Fragmento del texto —
======
La Curia de la que Jorge Bergoglio es fiel heredero tiene un largo historial de participación en crímenes contra el pueblo trabajador y los sectores oprimidos. Aquí un catálogo atroz, bien remunerado por el Estado.
No es un hallazgo afirmar que entre las postales más destacadas de la Iglesia católica argentina actual se encuentran la militancia incansable en favor del aborto clandestino, un sistema aceitado de encubrimiento de abusos sexuales sobre niñas, niños y adolescentes y fortunas recibidas, sin culpa, de parte del Estado para sostener templos y enriquecer obispos.
Te puede interesar: "Documental No abusarás. El mandamiento negado en la Iglesia de Francisco"
Sin embargo, moldeados por la pedagogía de la Sagrada Inquisición, los máximos referentes de la institución comandada desde Roma tienen un largo historial de aval, acompañamiento y hasta ejecución de secuestros, robos, torturas, asesinatos, desapariciones y algunos genocidios. Siempre en nombre de Dios, la moral y las buenas costumbres.
La densa (aunque incompleta) recapitulación que sigue toma solo hechos del último siglo y medio. No porque antes no hayan existido crímenes semejantes o aún peores, sino por mera necesidad de corte a los fines de un artículo periodístico.
======
Consigna planteada a —
Indica si cada afirmación coincide con el fragmento sobre la Iglesia católica, respondiendo sí o no y citando literalmente las palabras decisivas: (i) el recuento abarca solo hechos del último siglo y medio; (ii) el texto presenta su recapitulación como completa; (iii) según el texto, las fortunas del Estado se reciben con culpa.
El texto y el listado no guardan ninguna relación entre sí.

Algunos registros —
======
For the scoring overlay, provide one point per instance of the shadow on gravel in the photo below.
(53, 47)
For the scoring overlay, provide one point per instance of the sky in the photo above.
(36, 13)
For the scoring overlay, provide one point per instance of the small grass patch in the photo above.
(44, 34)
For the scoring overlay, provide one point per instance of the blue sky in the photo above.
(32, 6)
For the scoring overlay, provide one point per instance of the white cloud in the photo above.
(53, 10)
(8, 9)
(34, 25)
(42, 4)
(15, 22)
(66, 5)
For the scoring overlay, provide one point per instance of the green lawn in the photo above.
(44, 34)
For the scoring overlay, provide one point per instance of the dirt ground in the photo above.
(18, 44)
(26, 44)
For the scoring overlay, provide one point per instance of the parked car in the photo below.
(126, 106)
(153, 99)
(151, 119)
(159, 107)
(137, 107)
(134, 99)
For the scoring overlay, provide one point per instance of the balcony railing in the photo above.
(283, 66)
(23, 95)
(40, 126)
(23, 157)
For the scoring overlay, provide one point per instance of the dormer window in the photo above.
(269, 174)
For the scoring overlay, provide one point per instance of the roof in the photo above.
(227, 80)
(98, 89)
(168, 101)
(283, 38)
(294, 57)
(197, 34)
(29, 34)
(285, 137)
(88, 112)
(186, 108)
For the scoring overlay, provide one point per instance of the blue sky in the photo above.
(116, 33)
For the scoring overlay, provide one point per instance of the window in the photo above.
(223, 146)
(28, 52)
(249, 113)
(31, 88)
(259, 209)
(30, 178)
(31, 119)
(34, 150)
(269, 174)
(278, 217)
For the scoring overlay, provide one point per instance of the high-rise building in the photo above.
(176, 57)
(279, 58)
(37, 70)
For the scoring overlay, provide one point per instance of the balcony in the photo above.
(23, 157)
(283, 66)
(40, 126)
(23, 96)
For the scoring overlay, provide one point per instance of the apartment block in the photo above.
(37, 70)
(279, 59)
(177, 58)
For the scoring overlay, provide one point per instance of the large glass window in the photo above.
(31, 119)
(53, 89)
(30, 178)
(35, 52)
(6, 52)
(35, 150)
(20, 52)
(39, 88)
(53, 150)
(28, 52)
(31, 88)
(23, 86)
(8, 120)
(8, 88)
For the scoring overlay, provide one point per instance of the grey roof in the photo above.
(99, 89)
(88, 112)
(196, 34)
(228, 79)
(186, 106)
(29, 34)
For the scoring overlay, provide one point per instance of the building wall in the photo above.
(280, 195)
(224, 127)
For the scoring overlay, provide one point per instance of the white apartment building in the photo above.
======
Consigna planteada b —
Presenta como tabla Markdown, con las columnas n y Línea, las líneas del listado que van desde la que contiene "high-rise building in the photo above." hasta el final del listado, ambas incluidas. Omite las líneas en blanco.

Respuesta completa a —
(i) Sí: "toma solo hechos del último siglo y medio".
(ii) No: "La densa (aunque incompleta) recapitulación".
(iii) No: "fortunas recibidas, sin culpa, de parte del Estado".

Respuesta completa b —
| n | Línea |
|---|---|
| 1 | For the scoring overlay, provide one point per instance of the high-rise building in the photo above. |
| 2 | (176, 57) |
| 3 | (279, 58) |
| 4 | (37, 70) |
| 5 | For the scoring overlay, provide one point per instance of the balcony in the photo above. |
| 6 | (23, 157) |
| 7 | (283, 66) |
| 8 | (40, 126) |
| 9 | (23, 96) |
| 10 | For the scoring overlay, provide one point per instance of the apartment block in the photo above. |
| 11 | (37, 70) |
| 12 | (279, 59) |
| 13 | (177, 58) |
| 14 | For the scoring overlay, provide one point per instance of the large glass window in the photo above. |
| 15 | (31, 119) |
| 16 | (53, 89) |
| 17 | (30, 178) |
| 18 | (35, 52) |
| 19 | (6, 52) |
| 20 | (35, 150) |
| 21 | (20, 52) |
| 22 | (39, 88) |
| 23 | (53, 150) |
| 24 | (28, 52) |
| 25 | (31, 88) |
| 26 | (23, 86) |
| 27 | (8, 120) |
| 28 | (8, 88) |
| 29 | For the scoring overlay, provide one point per instance of the grey roof in the photo above. |
| 30 | (99, 89) |
| 31 | (88, 112) |
| 32 | (196, 34) |
| 33 | (228, 79) |
| 34 | (186, 106) |
| 35 | (29, 34) |
| 36 | For the scoring overlay, provide one point per instance of the building wall in the photo above. |
| 37 | (280, 195) |
| 38 | (224, 127) |
| 39 | For the scoring overlay, provide one point per instance of the white apartment building in the photo above. |